Leave the pictures behind and reproduce every line of the listing exactly.

Data records:
*** Block opens ***

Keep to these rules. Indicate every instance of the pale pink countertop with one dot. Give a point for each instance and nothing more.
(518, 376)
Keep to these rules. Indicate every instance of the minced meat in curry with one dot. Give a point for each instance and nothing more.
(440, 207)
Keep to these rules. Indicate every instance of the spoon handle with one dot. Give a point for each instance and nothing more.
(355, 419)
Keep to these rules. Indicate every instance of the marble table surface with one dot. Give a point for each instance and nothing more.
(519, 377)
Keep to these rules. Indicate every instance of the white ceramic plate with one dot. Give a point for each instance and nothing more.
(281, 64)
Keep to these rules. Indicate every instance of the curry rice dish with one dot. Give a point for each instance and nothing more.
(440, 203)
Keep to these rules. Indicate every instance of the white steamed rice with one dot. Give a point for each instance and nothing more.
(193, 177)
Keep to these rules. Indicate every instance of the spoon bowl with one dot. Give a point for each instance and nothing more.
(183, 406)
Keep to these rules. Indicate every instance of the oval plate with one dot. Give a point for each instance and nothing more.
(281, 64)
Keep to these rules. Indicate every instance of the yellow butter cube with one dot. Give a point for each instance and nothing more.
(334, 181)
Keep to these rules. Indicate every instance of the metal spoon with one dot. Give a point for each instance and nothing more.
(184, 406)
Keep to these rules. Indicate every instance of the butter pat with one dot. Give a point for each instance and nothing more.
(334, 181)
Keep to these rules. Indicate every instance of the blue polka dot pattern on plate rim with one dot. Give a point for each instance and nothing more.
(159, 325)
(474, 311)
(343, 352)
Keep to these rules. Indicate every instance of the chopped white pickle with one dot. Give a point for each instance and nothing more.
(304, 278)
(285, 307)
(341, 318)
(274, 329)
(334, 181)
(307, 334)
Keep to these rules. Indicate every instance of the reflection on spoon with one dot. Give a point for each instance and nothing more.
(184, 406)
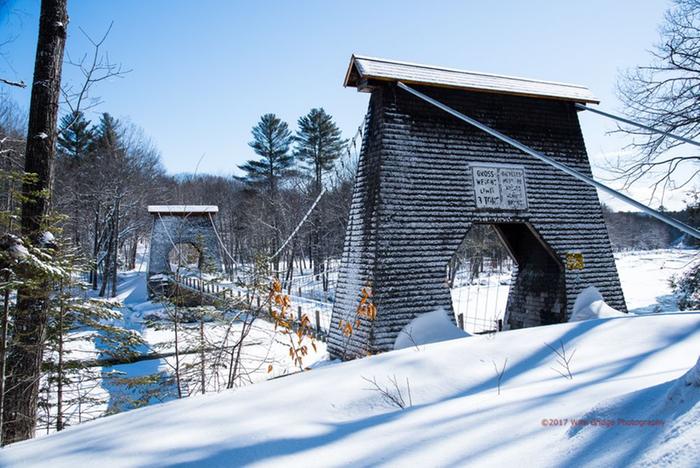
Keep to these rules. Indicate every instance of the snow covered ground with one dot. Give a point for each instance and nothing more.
(623, 370)
(646, 275)
(331, 416)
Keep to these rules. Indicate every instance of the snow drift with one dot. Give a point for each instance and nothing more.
(431, 327)
(655, 426)
(331, 417)
(589, 304)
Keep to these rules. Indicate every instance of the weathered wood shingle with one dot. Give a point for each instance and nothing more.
(414, 202)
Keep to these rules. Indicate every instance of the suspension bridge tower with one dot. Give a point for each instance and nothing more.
(425, 178)
(183, 236)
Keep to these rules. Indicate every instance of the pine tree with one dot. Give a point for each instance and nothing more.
(26, 351)
(107, 134)
(271, 141)
(319, 145)
(75, 136)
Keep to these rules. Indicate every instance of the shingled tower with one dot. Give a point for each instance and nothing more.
(181, 224)
(425, 177)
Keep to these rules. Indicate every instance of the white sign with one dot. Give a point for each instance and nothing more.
(499, 187)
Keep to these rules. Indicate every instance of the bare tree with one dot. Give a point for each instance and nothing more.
(26, 350)
(664, 95)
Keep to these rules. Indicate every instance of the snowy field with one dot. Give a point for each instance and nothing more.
(622, 369)
(645, 278)
(646, 275)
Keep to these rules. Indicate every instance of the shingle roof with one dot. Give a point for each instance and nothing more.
(362, 69)
(183, 209)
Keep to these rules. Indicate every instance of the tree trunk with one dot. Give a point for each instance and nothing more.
(95, 248)
(106, 262)
(26, 351)
(59, 369)
(115, 259)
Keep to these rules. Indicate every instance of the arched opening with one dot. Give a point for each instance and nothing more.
(479, 276)
(503, 275)
(184, 257)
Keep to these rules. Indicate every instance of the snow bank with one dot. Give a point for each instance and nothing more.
(656, 426)
(590, 305)
(328, 417)
(430, 327)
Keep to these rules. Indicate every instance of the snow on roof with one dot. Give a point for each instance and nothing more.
(182, 209)
(362, 69)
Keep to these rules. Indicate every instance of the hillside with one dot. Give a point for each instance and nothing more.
(623, 370)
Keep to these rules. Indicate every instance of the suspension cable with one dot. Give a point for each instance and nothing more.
(637, 124)
(303, 220)
(221, 242)
(562, 167)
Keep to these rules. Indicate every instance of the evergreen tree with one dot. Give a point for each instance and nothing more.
(319, 144)
(107, 134)
(75, 136)
(271, 141)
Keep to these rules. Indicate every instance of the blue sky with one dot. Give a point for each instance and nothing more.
(204, 71)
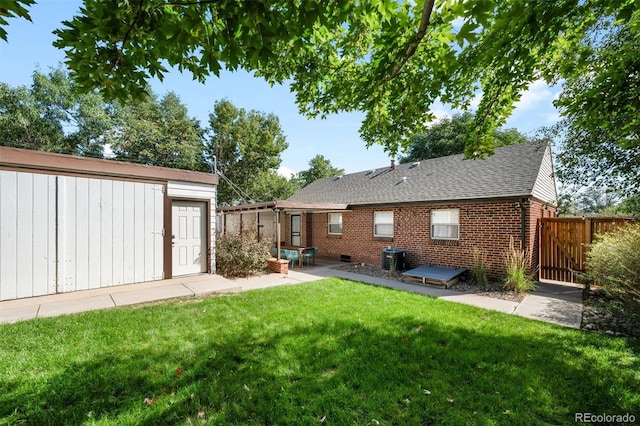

*** Block closes ***

Response below:
Keep to these rules. Indicate every instance of the pale pink countertop with one dot. Give a point for each instance and nothing more.
(518, 376)
Keep to these rules. Indicate every instance of the minced meat in curry with one dot. Give a point for each instance and nothing more.
(440, 207)
Keep to these rules. Indicate every instance of the spoon handle with one dot. Give a point for each instance and nothing more.
(355, 419)
Keep to these rules. Indicate every instance of the marble table surface with one dot. Give a point for each instance and nothing more.
(519, 377)
Keep to these rules. Indicate every instance of the white ceramic plate with one dot. Give a point for each instance and nothing more.
(281, 64)
Keep to these rules. Indicate every instance of the curry rice dish with one dot. Give a point for each instance and nothing more.
(440, 203)
Keep to these rules. Indicate every instance of the white steamed rice with one dot. Give a point for each instance and nothing more.
(193, 177)
Keep to these rules. Indicate every instance of the spoon bowl with one dot. Give a point for each instance and nothing more.
(183, 406)
Keep to these rules. Indicate every instance of the oval plate with one dot. Give a point for each instance and nothing more.
(281, 64)
Keep to these rules. Indicate every instance of the yellow butter cube with one dot. Give a point for each instance and nothing more.
(334, 181)
Keep to these rules. Indicate every instance of the metal spoon with one dot. Give a point for each instance and nothing more.
(184, 406)
Keep to these rules. Indicate every instance of the butter pat with one dot. Give a point for each instance and nothing more.
(334, 181)
Keep to these rules. Indicate every instance of the blue polka dot pattern on plate rim with one dot. Give a point for each instance and nothing more.
(159, 325)
(474, 311)
(343, 352)
Keep to these rules. Indicate every instance of the chopped white pickle with one dot. Give a point for each instance and nothing more.
(304, 278)
(285, 307)
(341, 318)
(274, 329)
(334, 181)
(307, 334)
Keep to these rules. Indicate every instance of the reflection on spoon with one dot. Give a point for each instance and nothing more.
(184, 406)
Keep to these rules. Indicate every instance of the snow covered ground with one dot. Give a point for each instance and nothing more.
(623, 370)
(646, 275)
(331, 416)
Keep to these rules. Indicate every instance of the snow drift with one dot. Give a point for each instance and nothing more.
(431, 327)
(655, 426)
(331, 417)
(589, 304)
Keep to these rules. Indicate every instance of the weathered wood shingle with one dot. Give a point for each instance and nothing more.
(414, 202)
Keep to these rules. Indicate every instance of the suspension bridge tower with one dot. Give a point for each instance and nothing more.
(425, 178)
(183, 236)
Keep to these rules. Indicate every instance of the pine tree with one dot. Give a point for each instance and nothing more.
(26, 351)
(107, 134)
(271, 141)
(319, 145)
(75, 136)
Keep to these rules. Indicate every instance of the shingled tower with one dot. Give a point for each instance and nothing more.
(181, 224)
(425, 177)
Keep to these rules. Indicate every instance of the white sign with one dot. Give a point for each instance and nothing more.
(499, 187)
Keep to these rules. Indicate every instance of the bare tree with one dot. Give a point for each instance and nothing more.
(26, 350)
(664, 95)
Keep to these rules. Indicate every instance of the snowy field with one dot. Give a point for each instance and nothing more.
(622, 369)
(645, 278)
(646, 275)
Keep to these rules. Indicate every instance of the shingle roof with one dot. Give a point for each instance and nothing more.
(362, 69)
(183, 209)
Keep to these rules. Indicate every instance of the tree trunk with one dot. Give a point for each instance and nothing more.
(95, 248)
(106, 262)
(26, 351)
(59, 369)
(115, 259)
Keep to these rules. Indicate every instance of the arched opening with one dot. Give a point for each instance and nothing more.
(479, 276)
(503, 275)
(184, 257)
Keep to these rules. Indicate every instance of the snow bank with one dot. Give a point for each instance and nothing more.
(656, 426)
(590, 305)
(328, 417)
(430, 327)
Keep to these rules. Indicate every instance of the snow on roof with one dot. Give a point for each instance and nothing more.
(182, 209)
(362, 69)
Keep to these rules. Indicate every instance of the hillside with one dot. Give a point for each instance and nothing more.
(623, 370)
Keep to these rules. Indicate every instance of the suspension cable with one dot. Give a point for each instance and nothing more.
(637, 124)
(303, 220)
(221, 242)
(562, 167)
Keep to these rules. Indicate every instance of the evergreen tree with one dot. Give a point for each instance and nothing more.
(319, 144)
(107, 134)
(75, 136)
(271, 141)
Keep to these rules. Indicate every instance of the blue sky with one dot. Give a point for each instance and nothing more.
(204, 71)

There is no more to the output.